CHECK YOUR UNDERSTANDING:
[1] In the article on blood flammability, rewrite the paragraph that begins "Blood carries oxygen and nutrients" more briefly, keeping its main facts.
[2] From the article on blood flammability, copy word for word the part starting with "Water is used" and going on through "Makes Something Flammable?".

PASSAGE TO READ:
Did you know that blood makes up about 7% of your body by weight? It’s the ultimate fueling system; delivering oxygen to every part of our bodies and carrying away waste products to be excreted and stop us from being poisoned by our own biology. But is it possible that we’ve been wandering around with pints of rocket fuel floating through our system and that our blood could catch fire at any moment?
Blood is not flammable and won’t catch on fire. Blood is made up mainly of plasma (55%), which is mostly water (92%) and therefore will ignite or sustain a fire.
Water is used to put our fires, not start them, and so blood will not readily catch fire. We will take a look at what is blood is made of, why it doesn’t burn, as well as the theory behind spontaneous human combustion.
Your # 1 priority is keeping your family safe. As a firefighter, I recommend everyone has updated smoke detectors that don’t require battery changes, like these ones from Kidde, a fire extinguisher, like this one from Amerex, and a fire escape ladder if you have bedrooms above the first floor, I recommend this one from Hausse.
Also read: What Makes Something Flammable?
What Is Blood?
Blood carries oxygen and nutrients around the body to every cell. It also carts away waste products from our metabolic system. To date, there is no artificial substitute for blood – you can’t make it in a laboratory or a factory, it has to be provided by a human body.
Your blood consists of four main elements:
Nearly half the volume of your blood is red blood cells (45%), and you produce more than 4 billion red blood cells an hour. The survival rate of a red blood cell is about 120 days, after that it dies and is excreted, and you produce new blood cells to replace it.
They are the oxygen delivery system of your body.

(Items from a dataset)
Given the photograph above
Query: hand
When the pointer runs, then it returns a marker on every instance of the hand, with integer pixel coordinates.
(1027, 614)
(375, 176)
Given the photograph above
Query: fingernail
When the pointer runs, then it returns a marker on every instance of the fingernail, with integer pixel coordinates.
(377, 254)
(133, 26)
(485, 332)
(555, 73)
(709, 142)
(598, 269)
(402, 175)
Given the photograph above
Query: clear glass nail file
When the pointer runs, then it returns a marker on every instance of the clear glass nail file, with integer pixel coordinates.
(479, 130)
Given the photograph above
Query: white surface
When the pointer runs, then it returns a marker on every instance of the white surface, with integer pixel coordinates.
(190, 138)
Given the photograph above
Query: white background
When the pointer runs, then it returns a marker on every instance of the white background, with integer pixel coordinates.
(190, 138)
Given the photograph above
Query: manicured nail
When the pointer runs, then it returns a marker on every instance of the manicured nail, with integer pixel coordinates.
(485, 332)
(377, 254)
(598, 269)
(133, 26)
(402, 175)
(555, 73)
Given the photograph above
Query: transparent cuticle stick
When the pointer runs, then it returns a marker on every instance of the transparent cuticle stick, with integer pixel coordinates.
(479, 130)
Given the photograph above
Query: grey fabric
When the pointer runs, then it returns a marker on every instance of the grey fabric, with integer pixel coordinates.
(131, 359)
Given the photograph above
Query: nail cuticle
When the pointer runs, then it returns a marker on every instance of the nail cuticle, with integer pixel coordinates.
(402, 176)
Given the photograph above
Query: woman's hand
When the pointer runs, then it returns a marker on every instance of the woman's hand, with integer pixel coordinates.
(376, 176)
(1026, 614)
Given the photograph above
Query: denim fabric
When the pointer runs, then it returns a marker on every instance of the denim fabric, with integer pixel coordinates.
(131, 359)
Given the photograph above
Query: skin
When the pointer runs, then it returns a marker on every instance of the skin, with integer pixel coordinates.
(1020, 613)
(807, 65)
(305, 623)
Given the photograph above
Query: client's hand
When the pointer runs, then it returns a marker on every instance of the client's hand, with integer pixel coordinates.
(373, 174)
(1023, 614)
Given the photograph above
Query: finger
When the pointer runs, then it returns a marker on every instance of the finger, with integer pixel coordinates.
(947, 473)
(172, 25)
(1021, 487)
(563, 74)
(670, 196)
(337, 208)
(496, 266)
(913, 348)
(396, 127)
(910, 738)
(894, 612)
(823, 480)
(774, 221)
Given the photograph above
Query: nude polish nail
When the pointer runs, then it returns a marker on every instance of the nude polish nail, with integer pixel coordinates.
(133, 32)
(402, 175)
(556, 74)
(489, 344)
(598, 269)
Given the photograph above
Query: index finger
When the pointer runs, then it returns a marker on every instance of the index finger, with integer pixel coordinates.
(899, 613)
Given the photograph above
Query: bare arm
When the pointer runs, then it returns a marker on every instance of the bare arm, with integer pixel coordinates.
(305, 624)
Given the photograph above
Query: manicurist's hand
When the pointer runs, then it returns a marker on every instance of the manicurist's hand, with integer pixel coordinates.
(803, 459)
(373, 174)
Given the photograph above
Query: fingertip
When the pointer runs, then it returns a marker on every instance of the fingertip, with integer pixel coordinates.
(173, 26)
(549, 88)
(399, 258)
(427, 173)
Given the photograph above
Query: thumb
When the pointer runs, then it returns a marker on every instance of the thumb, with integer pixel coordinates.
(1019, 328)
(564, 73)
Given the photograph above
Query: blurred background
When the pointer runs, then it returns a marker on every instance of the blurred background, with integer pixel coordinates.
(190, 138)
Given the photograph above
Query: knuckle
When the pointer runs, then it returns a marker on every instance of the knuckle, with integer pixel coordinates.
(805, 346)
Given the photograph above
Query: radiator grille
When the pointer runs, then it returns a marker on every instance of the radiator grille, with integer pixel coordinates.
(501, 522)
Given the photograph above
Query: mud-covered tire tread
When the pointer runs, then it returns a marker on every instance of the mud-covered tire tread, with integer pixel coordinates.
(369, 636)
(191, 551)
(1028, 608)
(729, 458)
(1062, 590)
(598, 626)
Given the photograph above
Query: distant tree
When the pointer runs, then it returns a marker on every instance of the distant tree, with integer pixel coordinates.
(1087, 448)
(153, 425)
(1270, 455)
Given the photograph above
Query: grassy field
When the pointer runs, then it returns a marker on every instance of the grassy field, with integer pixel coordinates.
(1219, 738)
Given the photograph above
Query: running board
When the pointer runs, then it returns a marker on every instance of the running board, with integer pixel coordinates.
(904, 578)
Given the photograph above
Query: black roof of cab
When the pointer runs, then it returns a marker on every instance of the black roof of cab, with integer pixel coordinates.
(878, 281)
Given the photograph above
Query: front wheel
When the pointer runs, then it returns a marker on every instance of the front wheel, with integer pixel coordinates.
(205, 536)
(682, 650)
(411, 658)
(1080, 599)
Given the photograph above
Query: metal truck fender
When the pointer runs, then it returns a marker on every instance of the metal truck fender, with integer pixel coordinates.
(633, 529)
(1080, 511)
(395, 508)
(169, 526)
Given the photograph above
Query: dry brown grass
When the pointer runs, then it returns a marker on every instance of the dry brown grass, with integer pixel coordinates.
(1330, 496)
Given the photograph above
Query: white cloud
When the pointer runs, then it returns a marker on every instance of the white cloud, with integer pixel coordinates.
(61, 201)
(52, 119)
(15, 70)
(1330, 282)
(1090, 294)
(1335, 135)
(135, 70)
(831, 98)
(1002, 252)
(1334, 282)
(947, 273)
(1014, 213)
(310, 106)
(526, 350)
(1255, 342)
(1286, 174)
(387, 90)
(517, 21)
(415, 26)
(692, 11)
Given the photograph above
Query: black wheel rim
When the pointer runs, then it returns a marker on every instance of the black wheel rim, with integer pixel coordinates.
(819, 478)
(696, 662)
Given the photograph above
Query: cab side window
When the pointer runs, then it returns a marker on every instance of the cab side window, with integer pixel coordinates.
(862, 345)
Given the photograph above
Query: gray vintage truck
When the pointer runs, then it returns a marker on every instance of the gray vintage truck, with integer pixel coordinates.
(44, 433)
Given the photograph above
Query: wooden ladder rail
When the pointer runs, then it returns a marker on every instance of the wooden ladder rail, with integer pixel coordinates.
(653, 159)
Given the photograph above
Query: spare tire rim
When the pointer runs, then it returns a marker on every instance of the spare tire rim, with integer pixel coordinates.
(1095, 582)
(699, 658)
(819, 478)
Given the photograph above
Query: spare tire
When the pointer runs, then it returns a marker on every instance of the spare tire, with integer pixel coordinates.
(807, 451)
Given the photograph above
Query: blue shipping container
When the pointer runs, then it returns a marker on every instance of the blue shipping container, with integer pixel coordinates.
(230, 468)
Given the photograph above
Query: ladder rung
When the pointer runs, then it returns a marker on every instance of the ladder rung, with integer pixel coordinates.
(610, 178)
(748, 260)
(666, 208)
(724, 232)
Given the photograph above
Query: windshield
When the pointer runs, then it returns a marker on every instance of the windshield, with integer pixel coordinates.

ANSWERS TO EACH TASK:
[1] Blood moves oxygen and nutrients to every cell in the body and removes waste from the metabolic system. No artificial substitute exists yet. Blood cannot be made in a laboratory or factory and must come from a human body.

[2]
Water is used to put our fires, not start them, and so blood will not readily catch fire. We will take a look at what is blood is made of, why it doesn’t burn, as well as the theory behind spontaneous human combustion.
Your # 1 priority is keeping your family safe. As a firefighter, I recommend everyone has updated smoke detectors that don’t require battery changes, like these ones from Kidde, a fire extinguisher, like this one from Amerex, and a fire escape ladder if you have bedrooms above the first floor, I recommend this one from Hausse.
Also read: What Makes Something Flammable?